▶ _TASK REQUIREMENTS_: Print the data exactly. Omit the pictures.

▶ _MATERIAL PROVIDED_:

§ §

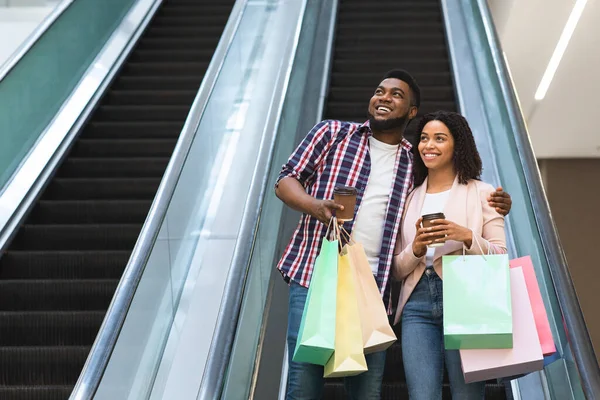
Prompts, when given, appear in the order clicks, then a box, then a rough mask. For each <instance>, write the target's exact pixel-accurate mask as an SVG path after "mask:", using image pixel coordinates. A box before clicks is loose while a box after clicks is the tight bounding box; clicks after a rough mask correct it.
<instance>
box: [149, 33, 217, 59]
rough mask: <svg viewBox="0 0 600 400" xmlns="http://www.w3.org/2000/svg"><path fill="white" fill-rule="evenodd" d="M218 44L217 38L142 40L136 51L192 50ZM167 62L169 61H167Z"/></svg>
mask: <svg viewBox="0 0 600 400" xmlns="http://www.w3.org/2000/svg"><path fill="white" fill-rule="evenodd" d="M218 42H219V39H218V38H214V37H212V36H206V37H198V38H195V37H183V38H157V37H153V38H152V37H149V38H146V37H145V38H143V39H141V40H140V43H139V44H138V47H137V49H138V51H143V50H156V51H158V50H175V49H177V50H190V49H191V50H194V51H198V50H200V49H203V48H213V47H215V46H216V45H217V43H218ZM167 60H169V59H167Z"/></svg>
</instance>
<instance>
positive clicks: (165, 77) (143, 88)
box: [113, 75, 201, 122]
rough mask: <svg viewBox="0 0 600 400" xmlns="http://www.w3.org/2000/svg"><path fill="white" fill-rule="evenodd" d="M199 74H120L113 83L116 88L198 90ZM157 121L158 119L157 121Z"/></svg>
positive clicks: (151, 89) (200, 80)
mask: <svg viewBox="0 0 600 400" xmlns="http://www.w3.org/2000/svg"><path fill="white" fill-rule="evenodd" d="M200 81H201V75H199V76H176V75H172V76H165V77H158V76H131V75H120V76H119V77H118V78H117V81H116V82H115V84H114V85H113V89H118V90H149V89H150V90H186V89H191V90H198V87H199V86H200ZM157 122H158V121H157Z"/></svg>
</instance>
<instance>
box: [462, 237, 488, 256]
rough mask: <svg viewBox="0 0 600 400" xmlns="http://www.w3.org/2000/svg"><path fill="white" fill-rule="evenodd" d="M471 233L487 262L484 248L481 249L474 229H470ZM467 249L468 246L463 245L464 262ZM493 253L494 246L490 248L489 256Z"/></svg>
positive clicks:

§ §

▶ _RESULT OF THIS TASK_:
Prompts, when given, appear in the order clicks, then a box, then a rough mask. For each <instance>, write the target's exact pixel-accurate mask as an SVG path after "mask:", using image pixel coordinates. A box before clicks is loose while a box after clicks is the tight bounding box; clicks after a rough mask correct it.
<instance>
box: [149, 33, 217, 59]
rough mask: <svg viewBox="0 0 600 400" xmlns="http://www.w3.org/2000/svg"><path fill="white" fill-rule="evenodd" d="M218 44L217 38L142 40L136 51L192 50ZM167 62L169 61H167Z"/></svg>
mask: <svg viewBox="0 0 600 400" xmlns="http://www.w3.org/2000/svg"><path fill="white" fill-rule="evenodd" d="M218 42H219V39H218V38H214V37H212V36H206V37H198V38H195V37H183V38H157V37H153V38H152V37H149V38H146V37H145V38H143V39H141V40H140V43H139V44H138V47H137V49H138V51H143V50H156V51H158V50H175V49H177V50H190V49H191V50H194V51H198V50H200V49H203V48H213V47H215V46H216V45H217V43H218ZM167 60H169V59H167Z"/></svg>
</instance>
<instance>
positive clicks: (165, 77) (143, 88)
box: [113, 75, 201, 122]
rough mask: <svg viewBox="0 0 600 400" xmlns="http://www.w3.org/2000/svg"><path fill="white" fill-rule="evenodd" d="M199 74H120L113 83L116 88L198 90ZM157 121L158 119L157 121Z"/></svg>
positive clicks: (151, 89) (200, 80)
mask: <svg viewBox="0 0 600 400" xmlns="http://www.w3.org/2000/svg"><path fill="white" fill-rule="evenodd" d="M200 81H201V75H199V76H176V75H172V76H165V77H158V76H131V75H120V76H119V77H118V78H117V81H116V82H115V84H114V85H113V89H118V90H149V89H150V90H186V89H191V90H198V87H199V86H200ZM157 122H158V121H157Z"/></svg>
</instance>
<instance>
box: [462, 237, 488, 256]
rough mask: <svg viewBox="0 0 600 400" xmlns="http://www.w3.org/2000/svg"><path fill="white" fill-rule="evenodd" d="M471 233L487 262L484 248L481 249L474 229H470ZM467 249L468 246L463 245L464 262ZM493 253L494 246L490 248L489 256Z"/></svg>
positive clicks:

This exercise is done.